__WHAT IS EXPECTED__. Which lines of the entries below contain the string "house"? Copy each one.

__TASK MATERIAL__.
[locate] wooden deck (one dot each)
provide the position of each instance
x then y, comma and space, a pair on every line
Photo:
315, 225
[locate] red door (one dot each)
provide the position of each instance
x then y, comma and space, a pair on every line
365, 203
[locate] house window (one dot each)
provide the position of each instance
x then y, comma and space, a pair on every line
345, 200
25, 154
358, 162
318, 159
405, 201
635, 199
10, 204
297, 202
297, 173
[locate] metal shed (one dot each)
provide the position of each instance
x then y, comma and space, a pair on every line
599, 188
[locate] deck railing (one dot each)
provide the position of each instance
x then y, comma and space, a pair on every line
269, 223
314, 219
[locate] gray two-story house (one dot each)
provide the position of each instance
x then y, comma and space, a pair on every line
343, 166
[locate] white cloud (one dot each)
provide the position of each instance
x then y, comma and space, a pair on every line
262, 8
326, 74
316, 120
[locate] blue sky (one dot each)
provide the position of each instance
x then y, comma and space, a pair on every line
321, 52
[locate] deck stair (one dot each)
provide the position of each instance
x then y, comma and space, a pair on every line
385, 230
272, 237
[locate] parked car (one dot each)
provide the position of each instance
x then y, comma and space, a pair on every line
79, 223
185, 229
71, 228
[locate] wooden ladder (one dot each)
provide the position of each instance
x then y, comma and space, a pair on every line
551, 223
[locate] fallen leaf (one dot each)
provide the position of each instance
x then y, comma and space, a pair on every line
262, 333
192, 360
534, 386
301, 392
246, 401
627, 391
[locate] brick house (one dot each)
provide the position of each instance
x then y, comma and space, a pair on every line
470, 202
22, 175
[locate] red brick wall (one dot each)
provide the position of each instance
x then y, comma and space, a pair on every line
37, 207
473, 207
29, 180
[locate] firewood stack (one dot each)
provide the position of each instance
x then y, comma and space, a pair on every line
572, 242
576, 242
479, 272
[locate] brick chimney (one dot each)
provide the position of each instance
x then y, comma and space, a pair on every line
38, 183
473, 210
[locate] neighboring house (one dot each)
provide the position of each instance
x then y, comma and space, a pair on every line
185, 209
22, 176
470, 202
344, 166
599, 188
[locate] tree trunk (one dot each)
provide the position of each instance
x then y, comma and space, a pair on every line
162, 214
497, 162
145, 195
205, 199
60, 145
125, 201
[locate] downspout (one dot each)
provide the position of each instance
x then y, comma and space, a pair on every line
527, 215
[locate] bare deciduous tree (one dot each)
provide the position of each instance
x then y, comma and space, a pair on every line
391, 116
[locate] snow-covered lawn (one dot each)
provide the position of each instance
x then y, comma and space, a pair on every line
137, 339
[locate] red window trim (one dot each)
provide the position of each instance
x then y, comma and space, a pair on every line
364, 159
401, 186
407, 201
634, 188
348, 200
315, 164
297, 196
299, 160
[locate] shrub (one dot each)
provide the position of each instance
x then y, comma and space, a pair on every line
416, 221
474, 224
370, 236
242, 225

__RESULT__.
[locate] house window (one dot each)
[locate] gray two-story house (one dot each)
[locate] brick house (one dot each)
[locate] neighboring house (one dot each)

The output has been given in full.